(Point annotation rows)
▶

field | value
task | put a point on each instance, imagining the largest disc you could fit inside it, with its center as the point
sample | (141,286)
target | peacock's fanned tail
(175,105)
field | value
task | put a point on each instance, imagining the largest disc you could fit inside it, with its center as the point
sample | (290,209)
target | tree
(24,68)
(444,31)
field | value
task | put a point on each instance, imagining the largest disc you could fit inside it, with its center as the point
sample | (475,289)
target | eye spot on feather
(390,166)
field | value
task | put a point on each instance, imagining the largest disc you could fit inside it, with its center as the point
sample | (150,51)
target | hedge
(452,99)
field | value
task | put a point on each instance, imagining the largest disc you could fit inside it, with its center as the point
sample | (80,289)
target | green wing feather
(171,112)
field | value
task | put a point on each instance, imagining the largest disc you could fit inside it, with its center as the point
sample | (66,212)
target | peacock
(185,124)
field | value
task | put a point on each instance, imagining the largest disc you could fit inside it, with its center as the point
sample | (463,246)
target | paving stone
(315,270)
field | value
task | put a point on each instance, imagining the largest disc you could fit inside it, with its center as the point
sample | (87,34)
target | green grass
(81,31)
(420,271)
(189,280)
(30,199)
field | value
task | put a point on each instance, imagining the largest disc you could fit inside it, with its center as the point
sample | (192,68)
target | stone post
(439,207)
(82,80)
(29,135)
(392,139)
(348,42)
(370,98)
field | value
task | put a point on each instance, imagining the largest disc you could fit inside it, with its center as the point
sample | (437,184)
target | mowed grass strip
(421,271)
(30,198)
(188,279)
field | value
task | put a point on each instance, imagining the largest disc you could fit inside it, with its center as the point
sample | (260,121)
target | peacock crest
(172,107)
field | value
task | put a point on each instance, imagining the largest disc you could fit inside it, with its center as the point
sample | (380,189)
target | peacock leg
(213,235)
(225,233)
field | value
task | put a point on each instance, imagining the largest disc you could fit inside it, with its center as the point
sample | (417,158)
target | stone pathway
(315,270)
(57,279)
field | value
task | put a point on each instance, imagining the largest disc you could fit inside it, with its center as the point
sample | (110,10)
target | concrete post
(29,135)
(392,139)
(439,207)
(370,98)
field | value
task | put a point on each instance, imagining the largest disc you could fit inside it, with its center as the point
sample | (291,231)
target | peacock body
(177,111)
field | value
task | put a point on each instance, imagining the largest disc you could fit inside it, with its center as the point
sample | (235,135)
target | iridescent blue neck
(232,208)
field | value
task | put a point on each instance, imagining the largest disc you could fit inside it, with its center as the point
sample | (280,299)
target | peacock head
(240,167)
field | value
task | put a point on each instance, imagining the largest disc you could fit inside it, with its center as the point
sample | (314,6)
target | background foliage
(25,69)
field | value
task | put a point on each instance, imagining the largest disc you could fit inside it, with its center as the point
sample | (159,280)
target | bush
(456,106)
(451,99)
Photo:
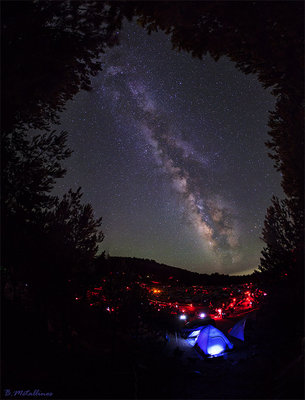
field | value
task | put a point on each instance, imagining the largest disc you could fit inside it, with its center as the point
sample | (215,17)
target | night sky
(170,151)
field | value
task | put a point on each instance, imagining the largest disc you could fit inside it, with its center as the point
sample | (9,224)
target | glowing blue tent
(238,329)
(212,341)
(193,335)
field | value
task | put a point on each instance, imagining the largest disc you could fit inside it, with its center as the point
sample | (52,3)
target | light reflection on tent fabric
(214,350)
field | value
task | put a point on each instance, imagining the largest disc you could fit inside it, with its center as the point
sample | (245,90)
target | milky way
(170,151)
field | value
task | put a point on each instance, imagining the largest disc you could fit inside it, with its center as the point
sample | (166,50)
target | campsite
(152,199)
(150,350)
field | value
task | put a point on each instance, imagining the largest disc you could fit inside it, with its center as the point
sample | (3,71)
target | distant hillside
(150,269)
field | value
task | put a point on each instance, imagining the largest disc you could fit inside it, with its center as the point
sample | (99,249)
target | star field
(170,151)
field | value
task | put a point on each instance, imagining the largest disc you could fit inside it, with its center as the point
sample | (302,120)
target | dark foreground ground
(104,363)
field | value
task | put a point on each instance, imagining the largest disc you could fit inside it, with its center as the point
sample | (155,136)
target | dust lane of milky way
(170,151)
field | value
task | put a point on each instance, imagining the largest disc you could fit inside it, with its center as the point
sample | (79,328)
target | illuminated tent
(212,341)
(193,335)
(238,329)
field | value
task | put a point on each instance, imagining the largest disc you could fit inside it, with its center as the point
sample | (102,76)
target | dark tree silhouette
(266,39)
(50,50)
(281,258)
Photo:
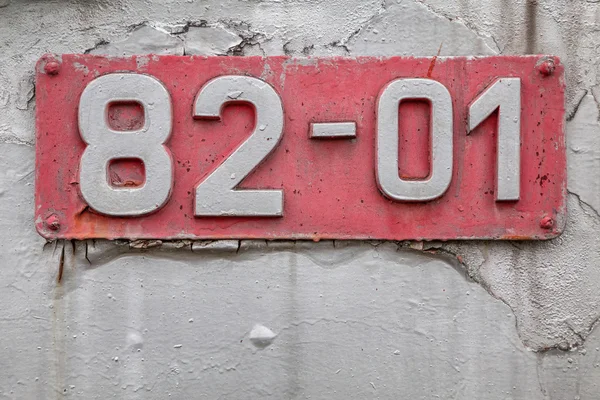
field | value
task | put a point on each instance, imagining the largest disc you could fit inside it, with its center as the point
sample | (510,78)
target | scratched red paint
(329,186)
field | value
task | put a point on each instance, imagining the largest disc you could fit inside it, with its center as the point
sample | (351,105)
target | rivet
(52,223)
(546,223)
(52,68)
(547,67)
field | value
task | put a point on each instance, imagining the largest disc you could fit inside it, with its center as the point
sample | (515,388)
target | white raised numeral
(388,178)
(504,95)
(105,144)
(217,194)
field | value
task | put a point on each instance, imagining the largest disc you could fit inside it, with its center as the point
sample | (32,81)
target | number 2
(217,194)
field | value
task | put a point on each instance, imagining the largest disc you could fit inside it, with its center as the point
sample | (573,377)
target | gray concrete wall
(329,320)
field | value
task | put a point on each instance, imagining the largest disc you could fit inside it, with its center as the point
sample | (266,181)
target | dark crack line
(576,108)
(582,202)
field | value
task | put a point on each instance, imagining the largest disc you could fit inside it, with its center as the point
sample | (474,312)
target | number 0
(388,179)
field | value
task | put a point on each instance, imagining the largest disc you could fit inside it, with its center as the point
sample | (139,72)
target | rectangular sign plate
(185,147)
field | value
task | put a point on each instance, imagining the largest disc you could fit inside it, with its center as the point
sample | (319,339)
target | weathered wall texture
(249,320)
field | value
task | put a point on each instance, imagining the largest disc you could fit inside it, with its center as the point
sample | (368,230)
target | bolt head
(52,67)
(547,223)
(52,223)
(546,68)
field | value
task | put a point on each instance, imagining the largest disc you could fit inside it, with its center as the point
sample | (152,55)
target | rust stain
(61,265)
(433,61)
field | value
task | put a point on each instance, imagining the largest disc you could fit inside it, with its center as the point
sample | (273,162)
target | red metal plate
(330,187)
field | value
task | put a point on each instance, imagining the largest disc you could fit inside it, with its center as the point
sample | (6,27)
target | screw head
(52,67)
(547,223)
(546,68)
(52,223)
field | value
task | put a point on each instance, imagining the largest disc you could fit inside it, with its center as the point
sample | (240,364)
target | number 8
(105,144)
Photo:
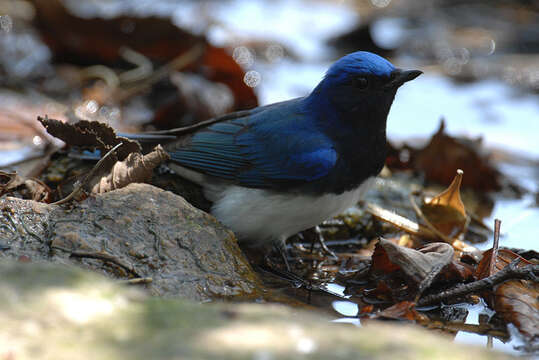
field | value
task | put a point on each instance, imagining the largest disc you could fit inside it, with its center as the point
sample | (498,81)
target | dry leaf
(403,310)
(515,300)
(135,168)
(446,211)
(417,264)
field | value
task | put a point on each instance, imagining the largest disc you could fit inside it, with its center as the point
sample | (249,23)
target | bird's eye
(361,83)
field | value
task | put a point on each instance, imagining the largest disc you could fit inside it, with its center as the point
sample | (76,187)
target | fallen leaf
(517,301)
(99,40)
(446,211)
(89,135)
(416,264)
(444,154)
(135,168)
(403,310)
(28,188)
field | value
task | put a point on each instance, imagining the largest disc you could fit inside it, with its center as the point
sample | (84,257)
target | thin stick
(99,256)
(510,272)
(137,281)
(494,254)
(87,178)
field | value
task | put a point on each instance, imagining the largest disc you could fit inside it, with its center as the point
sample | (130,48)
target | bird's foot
(280,246)
(320,239)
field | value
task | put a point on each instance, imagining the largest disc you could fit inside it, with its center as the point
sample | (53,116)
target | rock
(59,312)
(138,231)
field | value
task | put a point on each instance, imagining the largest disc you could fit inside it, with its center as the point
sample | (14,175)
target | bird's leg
(280,246)
(320,239)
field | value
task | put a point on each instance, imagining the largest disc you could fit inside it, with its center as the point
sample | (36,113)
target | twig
(137,281)
(177,63)
(495,245)
(88,176)
(510,272)
(428,280)
(99,256)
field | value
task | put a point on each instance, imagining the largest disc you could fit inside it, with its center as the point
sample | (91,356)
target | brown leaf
(89,134)
(135,168)
(403,310)
(515,300)
(30,188)
(446,211)
(96,40)
(444,154)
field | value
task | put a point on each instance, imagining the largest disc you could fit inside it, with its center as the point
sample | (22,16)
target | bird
(276,170)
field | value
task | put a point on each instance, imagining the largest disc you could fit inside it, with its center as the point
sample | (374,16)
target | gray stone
(138,231)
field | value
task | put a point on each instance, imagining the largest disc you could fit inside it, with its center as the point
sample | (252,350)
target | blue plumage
(278,169)
(249,151)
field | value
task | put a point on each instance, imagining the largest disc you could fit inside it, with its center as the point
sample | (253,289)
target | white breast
(262,215)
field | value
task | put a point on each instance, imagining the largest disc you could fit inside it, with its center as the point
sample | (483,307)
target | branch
(510,272)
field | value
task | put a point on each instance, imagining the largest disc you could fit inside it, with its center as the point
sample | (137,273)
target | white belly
(260,215)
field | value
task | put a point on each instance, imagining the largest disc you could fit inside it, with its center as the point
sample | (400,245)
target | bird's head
(360,83)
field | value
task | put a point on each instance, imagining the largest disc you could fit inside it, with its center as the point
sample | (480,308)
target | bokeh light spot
(252,78)
(274,53)
(380,3)
(6,23)
(243,56)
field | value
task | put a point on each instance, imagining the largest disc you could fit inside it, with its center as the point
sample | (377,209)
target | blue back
(323,142)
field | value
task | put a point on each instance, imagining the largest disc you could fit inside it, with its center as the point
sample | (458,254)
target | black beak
(399,77)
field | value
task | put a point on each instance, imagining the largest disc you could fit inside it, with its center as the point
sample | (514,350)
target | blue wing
(272,147)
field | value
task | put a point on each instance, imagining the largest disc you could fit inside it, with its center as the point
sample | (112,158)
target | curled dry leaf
(28,188)
(446,211)
(445,153)
(403,310)
(515,300)
(416,264)
(135,168)
(90,135)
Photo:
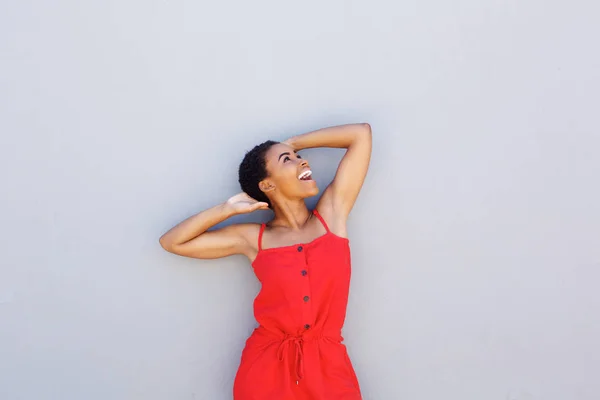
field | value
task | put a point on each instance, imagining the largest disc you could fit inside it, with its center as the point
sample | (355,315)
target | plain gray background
(475,239)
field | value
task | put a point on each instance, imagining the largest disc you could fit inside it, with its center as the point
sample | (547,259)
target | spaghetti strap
(260,232)
(321,219)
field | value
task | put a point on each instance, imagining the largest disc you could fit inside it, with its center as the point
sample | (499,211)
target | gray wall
(475,239)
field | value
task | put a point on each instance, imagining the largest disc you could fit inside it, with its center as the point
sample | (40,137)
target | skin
(292,222)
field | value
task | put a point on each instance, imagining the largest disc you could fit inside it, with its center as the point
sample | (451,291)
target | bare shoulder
(335,220)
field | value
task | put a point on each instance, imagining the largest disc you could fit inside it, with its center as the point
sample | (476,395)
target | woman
(302,259)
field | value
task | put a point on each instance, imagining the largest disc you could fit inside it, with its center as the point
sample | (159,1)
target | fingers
(261,206)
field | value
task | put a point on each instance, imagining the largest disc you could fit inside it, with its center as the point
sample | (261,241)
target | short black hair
(253,169)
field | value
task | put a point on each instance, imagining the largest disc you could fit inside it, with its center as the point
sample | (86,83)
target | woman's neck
(291,215)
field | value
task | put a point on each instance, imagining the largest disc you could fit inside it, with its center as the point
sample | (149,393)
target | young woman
(302,259)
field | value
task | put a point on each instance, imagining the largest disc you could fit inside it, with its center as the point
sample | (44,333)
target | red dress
(296,353)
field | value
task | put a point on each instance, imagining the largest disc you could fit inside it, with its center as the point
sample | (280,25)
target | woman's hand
(241,203)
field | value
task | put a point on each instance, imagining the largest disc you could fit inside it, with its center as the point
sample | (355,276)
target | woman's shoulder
(335,223)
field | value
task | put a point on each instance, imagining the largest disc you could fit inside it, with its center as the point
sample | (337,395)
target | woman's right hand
(241,203)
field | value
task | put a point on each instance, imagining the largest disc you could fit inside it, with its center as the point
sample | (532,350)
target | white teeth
(305,174)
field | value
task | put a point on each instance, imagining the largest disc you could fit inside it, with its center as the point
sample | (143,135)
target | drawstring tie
(298,360)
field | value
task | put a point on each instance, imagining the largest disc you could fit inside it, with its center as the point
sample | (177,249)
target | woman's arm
(340,195)
(191,238)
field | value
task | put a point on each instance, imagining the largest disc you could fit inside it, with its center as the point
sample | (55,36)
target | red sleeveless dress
(296,353)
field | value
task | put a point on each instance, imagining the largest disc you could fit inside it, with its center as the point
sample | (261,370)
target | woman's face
(288,174)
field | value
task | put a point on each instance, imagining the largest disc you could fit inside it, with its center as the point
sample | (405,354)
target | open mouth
(306,175)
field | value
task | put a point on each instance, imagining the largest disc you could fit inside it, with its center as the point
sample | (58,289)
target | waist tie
(283,352)
(298,354)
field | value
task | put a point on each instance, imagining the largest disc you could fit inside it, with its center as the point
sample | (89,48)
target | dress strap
(321,219)
(260,232)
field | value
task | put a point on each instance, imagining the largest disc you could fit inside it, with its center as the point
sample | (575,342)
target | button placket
(305,288)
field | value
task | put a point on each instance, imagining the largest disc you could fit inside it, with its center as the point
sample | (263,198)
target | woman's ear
(266,185)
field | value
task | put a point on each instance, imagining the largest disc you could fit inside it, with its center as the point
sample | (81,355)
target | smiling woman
(296,352)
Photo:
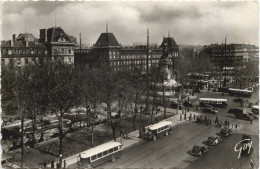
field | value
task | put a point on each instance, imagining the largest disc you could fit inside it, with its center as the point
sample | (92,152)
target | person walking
(64,164)
(52,164)
(45,164)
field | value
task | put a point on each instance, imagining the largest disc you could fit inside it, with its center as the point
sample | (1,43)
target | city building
(23,50)
(107,50)
(231,55)
(54,44)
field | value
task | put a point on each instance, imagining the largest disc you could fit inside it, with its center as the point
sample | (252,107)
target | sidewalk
(133,138)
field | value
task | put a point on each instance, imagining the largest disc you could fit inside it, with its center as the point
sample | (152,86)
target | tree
(63,92)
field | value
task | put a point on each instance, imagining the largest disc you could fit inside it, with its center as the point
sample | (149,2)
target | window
(93,157)
(110,150)
(115,148)
(105,153)
(99,155)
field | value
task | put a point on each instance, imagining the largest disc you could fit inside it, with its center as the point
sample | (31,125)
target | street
(173,151)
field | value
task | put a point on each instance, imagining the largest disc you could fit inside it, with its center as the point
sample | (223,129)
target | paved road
(224,156)
(172,151)
(166,152)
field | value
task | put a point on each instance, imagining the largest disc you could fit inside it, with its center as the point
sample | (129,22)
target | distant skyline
(190,23)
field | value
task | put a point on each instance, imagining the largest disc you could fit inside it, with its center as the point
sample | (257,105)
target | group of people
(58,164)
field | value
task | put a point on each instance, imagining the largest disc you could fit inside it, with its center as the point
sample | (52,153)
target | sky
(190,23)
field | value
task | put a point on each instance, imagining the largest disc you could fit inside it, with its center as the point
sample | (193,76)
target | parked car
(198,150)
(238,99)
(210,110)
(175,105)
(212,141)
(188,104)
(226,132)
(246,138)
(243,116)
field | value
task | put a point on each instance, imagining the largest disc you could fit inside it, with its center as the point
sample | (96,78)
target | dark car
(247,144)
(198,150)
(210,110)
(187,104)
(243,116)
(212,141)
(246,138)
(175,105)
(209,106)
(238,99)
(226,132)
(235,110)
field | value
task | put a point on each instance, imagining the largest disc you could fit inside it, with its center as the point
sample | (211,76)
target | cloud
(188,22)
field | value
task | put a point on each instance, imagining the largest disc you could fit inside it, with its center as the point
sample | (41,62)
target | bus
(240,92)
(100,154)
(156,130)
(213,101)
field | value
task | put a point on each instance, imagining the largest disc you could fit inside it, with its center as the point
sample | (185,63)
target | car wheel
(113,158)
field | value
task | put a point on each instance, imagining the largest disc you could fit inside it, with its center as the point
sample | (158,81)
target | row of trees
(36,91)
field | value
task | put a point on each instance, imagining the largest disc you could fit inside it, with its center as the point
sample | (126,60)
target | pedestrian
(64,164)
(52,164)
(45,164)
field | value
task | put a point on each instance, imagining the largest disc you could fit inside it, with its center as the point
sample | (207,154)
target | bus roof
(255,107)
(99,149)
(242,90)
(213,99)
(159,125)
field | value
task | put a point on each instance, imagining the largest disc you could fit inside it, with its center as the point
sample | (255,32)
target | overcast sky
(188,22)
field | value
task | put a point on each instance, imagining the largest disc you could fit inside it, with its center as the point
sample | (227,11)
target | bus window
(110,150)
(99,155)
(93,157)
(105,153)
(115,148)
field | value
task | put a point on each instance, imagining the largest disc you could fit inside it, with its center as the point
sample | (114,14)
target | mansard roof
(107,40)
(170,41)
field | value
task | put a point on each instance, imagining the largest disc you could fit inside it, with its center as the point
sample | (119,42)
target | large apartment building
(54,44)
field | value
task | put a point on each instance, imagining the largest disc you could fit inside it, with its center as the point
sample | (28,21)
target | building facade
(54,44)
(231,55)
(108,51)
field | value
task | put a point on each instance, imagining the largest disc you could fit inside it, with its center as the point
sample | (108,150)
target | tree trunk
(61,137)
(22,144)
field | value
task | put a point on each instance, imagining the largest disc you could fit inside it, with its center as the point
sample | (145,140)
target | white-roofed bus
(240,92)
(100,154)
(213,102)
(157,130)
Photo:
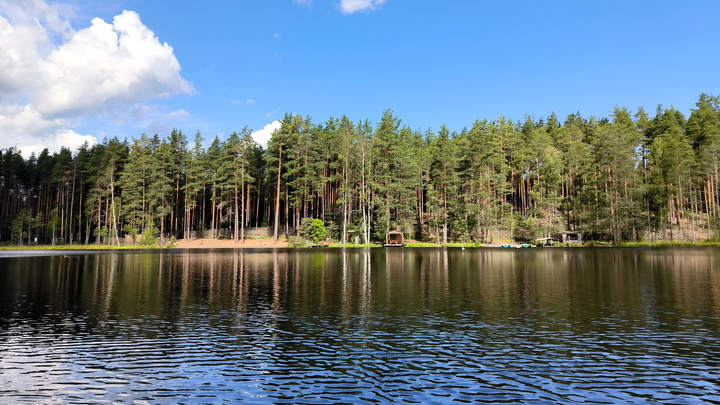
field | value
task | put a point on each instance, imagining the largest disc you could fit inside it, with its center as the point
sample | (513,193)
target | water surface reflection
(360,325)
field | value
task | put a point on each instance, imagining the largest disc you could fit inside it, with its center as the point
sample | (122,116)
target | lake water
(404,325)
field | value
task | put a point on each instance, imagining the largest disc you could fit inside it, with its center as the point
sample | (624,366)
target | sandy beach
(210,243)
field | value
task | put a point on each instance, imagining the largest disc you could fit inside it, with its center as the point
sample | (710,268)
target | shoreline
(267,243)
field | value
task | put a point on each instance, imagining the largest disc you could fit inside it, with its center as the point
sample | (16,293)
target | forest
(628,177)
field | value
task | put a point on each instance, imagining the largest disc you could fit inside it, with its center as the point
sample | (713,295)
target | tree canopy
(625,177)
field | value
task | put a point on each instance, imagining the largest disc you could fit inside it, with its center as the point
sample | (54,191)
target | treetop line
(624,178)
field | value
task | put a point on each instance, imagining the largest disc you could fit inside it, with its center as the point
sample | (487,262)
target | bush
(312,229)
(298,241)
(149,236)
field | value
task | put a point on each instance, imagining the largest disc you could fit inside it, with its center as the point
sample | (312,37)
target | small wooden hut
(394,239)
(572,237)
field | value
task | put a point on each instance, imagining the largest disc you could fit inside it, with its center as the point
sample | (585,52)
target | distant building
(572,237)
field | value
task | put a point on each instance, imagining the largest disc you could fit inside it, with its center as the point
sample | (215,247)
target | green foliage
(298,241)
(627,177)
(312,229)
(149,236)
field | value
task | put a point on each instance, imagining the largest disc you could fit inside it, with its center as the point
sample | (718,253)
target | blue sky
(230,64)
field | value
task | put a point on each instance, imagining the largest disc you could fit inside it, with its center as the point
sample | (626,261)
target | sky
(74,71)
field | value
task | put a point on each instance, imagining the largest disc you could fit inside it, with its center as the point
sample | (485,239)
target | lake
(403,325)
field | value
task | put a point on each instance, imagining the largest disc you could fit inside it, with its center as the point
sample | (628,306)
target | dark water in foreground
(362,326)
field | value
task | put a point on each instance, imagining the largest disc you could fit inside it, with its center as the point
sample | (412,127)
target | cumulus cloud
(53,78)
(263,136)
(353,6)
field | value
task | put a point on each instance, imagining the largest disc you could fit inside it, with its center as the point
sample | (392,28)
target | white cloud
(353,6)
(179,114)
(53,78)
(263,136)
(54,142)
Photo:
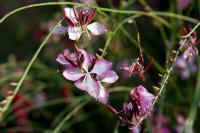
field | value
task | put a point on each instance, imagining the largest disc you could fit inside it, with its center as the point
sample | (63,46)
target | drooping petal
(71,56)
(69,13)
(101,66)
(74,32)
(103,95)
(96,28)
(72,73)
(61,59)
(89,85)
(108,77)
(145,98)
(87,59)
(59,30)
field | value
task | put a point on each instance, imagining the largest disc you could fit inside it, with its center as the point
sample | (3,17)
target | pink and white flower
(139,107)
(88,72)
(138,67)
(80,22)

◀

Collect every line from the rows above that contains the string "dark". Matching is case-sensitive.

target | dark foreground ground
target | dark tree silhouette
target | dark crack line
target | dark car
target | dark water in foreground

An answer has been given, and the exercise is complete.